* **Information supplied**
....................

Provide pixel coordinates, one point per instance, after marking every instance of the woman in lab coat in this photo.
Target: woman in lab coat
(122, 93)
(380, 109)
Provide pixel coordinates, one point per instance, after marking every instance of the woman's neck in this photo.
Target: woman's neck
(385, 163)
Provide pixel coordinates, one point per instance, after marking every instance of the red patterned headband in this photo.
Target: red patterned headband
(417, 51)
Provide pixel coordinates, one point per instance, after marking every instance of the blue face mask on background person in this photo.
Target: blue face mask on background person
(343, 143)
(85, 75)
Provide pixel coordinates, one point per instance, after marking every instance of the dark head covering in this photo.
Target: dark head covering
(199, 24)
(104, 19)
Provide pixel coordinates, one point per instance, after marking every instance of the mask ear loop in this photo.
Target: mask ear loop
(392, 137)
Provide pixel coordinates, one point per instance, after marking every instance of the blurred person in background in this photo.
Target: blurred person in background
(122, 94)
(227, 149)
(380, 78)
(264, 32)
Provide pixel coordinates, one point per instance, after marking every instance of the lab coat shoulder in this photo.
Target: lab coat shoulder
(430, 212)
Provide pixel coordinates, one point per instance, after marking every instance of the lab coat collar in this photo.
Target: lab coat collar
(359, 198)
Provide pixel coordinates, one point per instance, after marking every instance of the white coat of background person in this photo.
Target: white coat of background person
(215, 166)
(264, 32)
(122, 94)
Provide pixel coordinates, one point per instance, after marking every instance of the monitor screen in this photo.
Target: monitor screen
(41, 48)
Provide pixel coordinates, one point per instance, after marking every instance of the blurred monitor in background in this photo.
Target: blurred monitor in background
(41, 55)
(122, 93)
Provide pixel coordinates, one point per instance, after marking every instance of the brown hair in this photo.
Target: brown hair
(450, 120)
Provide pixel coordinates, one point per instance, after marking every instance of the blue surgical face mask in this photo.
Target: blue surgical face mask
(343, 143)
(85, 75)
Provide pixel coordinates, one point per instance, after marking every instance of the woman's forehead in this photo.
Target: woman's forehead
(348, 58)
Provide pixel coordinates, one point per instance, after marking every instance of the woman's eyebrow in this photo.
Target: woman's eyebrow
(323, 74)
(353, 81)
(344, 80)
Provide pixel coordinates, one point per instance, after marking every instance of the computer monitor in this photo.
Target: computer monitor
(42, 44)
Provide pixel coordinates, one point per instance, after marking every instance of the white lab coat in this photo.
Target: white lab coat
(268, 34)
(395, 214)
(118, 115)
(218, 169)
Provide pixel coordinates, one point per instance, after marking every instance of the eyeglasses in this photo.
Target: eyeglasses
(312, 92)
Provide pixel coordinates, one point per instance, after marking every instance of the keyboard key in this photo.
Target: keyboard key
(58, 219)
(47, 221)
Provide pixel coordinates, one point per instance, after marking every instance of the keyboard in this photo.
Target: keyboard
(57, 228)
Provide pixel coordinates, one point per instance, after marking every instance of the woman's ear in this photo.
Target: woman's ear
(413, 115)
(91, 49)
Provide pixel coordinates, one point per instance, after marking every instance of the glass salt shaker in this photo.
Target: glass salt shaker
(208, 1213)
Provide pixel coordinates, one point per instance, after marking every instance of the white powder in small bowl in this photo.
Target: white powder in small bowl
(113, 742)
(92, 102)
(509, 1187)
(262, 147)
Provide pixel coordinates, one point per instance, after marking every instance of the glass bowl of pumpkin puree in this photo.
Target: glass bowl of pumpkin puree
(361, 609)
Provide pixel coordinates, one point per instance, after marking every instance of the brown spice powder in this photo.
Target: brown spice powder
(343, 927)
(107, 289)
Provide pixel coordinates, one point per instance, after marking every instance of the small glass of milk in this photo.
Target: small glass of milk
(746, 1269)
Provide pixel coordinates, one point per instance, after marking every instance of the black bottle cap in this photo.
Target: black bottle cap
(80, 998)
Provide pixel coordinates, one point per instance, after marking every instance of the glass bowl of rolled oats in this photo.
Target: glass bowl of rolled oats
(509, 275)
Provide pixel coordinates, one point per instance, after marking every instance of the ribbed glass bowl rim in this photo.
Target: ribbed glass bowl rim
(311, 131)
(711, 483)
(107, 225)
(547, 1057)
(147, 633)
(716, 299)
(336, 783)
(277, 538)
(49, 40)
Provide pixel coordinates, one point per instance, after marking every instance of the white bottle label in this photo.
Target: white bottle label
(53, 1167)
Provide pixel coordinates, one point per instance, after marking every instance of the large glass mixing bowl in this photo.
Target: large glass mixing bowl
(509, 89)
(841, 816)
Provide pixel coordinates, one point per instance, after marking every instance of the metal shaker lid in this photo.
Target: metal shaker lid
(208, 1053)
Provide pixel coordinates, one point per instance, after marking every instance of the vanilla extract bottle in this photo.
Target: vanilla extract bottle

....................

* **Objective**
Write out the records shown above, exactly as they appear.

* **Complete response**
Provide pixel coordinates, one point per instance, after marking every instance of the woman in lab coat in this photo.
Target: woman in lab coat
(122, 93)
(380, 109)
Provide pixel coordinates, one point per instance, after marking every instance of the woman's neck in this photo.
Target: woman's neck
(385, 163)
Provide pixel coordinates, one point per instance, after marking every instance of the red patterned headband in this photo.
Target: red patterned headband
(417, 51)
Provide pixel coordinates, one point per instance, after marking every instance of the blue face mask on background person in this photo.
Target: blue face mask on background person
(343, 143)
(85, 75)
Provide pixel coordinates, one point per instance, after marking every instance of the dark head covering in this photo.
Target: dark head covering
(199, 24)
(104, 19)
Provide pixel coordinates, one point per instance, after marking every instance of the mask ear loop in this photo.
Target: mask ear loop
(392, 137)
Provide pixel coordinates, one point per instance, after marking every instance of the blurred person in background in this photo.
Target: blurred person in background
(122, 94)
(227, 149)
(380, 78)
(264, 32)
Provide pixel coordinates, one point per instance, after marking every instance of the lab coat shoulder in this photo.
Target: lab coat shoulder
(430, 212)
Provide pixel coordinates, one point per instance, after marking every instance of the lab coat collar in this photo.
Target: lab coat collar
(359, 198)
Provide pixel coordinates, one point per instance, after marking every instance of the white coat of background person in this photo.
Target: white coat of background person
(215, 166)
(264, 32)
(122, 94)
Provide pixel coordinates, one point per instance, after marking every instance of the monitor screen in this photo.
Target: monitor screen
(41, 48)
Provide pixel coordinates, one point per instance, after marking every instance of the blurred monitor in background in this photo.
Target: blurred monitor in background
(41, 55)
(122, 93)
Provide pixel coordinates, one point per instance, after marking every instance of the brown hair in this photo.
Target: brown hair
(450, 120)
Provide pixel coordinates, one point per instance, after marking every instance of the blue surgical face mask in this photo.
Target: blue surgical face mask
(343, 143)
(85, 75)
Provide pixel coordinates, one point per instance, after marking every instance of the woman's forehead in this photo.
Target: woman's forehead
(348, 58)
Provide pixel coordinates, one point per instance, after marking every instance of the woman's eyebrow in this photo.
Target: woman's eyebrow
(323, 74)
(353, 81)
(344, 80)
Provide pixel coordinates, one point per instance, after marking every instance of the computer monitor in this photo.
Target: computer monitor
(42, 44)
Provide pixel coordinates, one point per instance, after marking every instance of the white lab coat in this photo.
Target: white lab coat
(268, 34)
(395, 214)
(118, 115)
(218, 169)
Provide pixel coordinates, one point per instance, after marking every instance of the eyeglasses in this photo.
Target: eyeglasses
(312, 92)
Provide pixel coordinates, one point per instance, after marking every instance of the keyboard key in this photo.
Target: keyboard key
(58, 219)
(47, 221)
Provide pixel coordinates, one point per instance, after marking every instance of the keyboard in this photo.
Target: keyboard
(57, 228)
Provide pixel coordinates, one point per instance, after marking every instance of the woman's ear in this photo.
Target: woman's ear
(413, 115)
(91, 49)
Provide pixel coordinates, one point per instance, after marking every instance of the glass salt shaker in this photo.
Target: glass salt shaker
(208, 1213)
Provide pixel coordinates, one point per instance, after marking every instance of the white powder in small bowl in this photo.
Target: white powder in small bowl
(113, 742)
(92, 102)
(509, 1187)
(262, 147)
Provide pixel coordinates, one point per instance, after marking every instance of the glass bowl of pumpkin puree in this photo.
Target: glass bowl of pumpkin puree
(361, 609)
Provide pixel coordinates, one point per instance, after marking every instance of the brown spice powder in this photo.
Target: brown spice powder
(343, 927)
(107, 289)
Provide pixel coordinates, one point per instance, after marking every instance of the small glass of milk in this photo.
Target: small glass of milk
(746, 1269)
Provide pixel coordinates, one point per instance, after marking every instance of the black bottle cap in this photo.
Target: black bottle cap
(80, 998)
Provide pixel coordinates, one point per instance, after marking every instance of the glass bowl of rolled oats in this photo.
Target: glass bowl of rolled oats
(509, 275)
Provide pixel coordinates, one point per instance, after marking every instance of the ribbed glass bowl rim in this photo.
Target: ribbed glass bowl rim
(311, 131)
(711, 483)
(107, 225)
(547, 1057)
(147, 633)
(716, 299)
(336, 783)
(277, 538)
(49, 40)
Provide pixel coordinates, one point per instance, after marking every instance of the white bottle label in this photo.
Target: white bottle label
(53, 1167)
Provide pixel coordinates, one point per instance, after marking every instance of the large glass mixing bowl in this photo.
Target: large glass mixing bowl
(509, 89)
(841, 816)
Provide pixel coordinates, one point per instance, after marking every instance of the metal shaker lid in this photo.
Target: metal shaker lid
(208, 1053)
Provide pixel coordinates, one point per instance, after marking every instance of the vanilla extract bottle in this photo.
Target: vanilla extract bottle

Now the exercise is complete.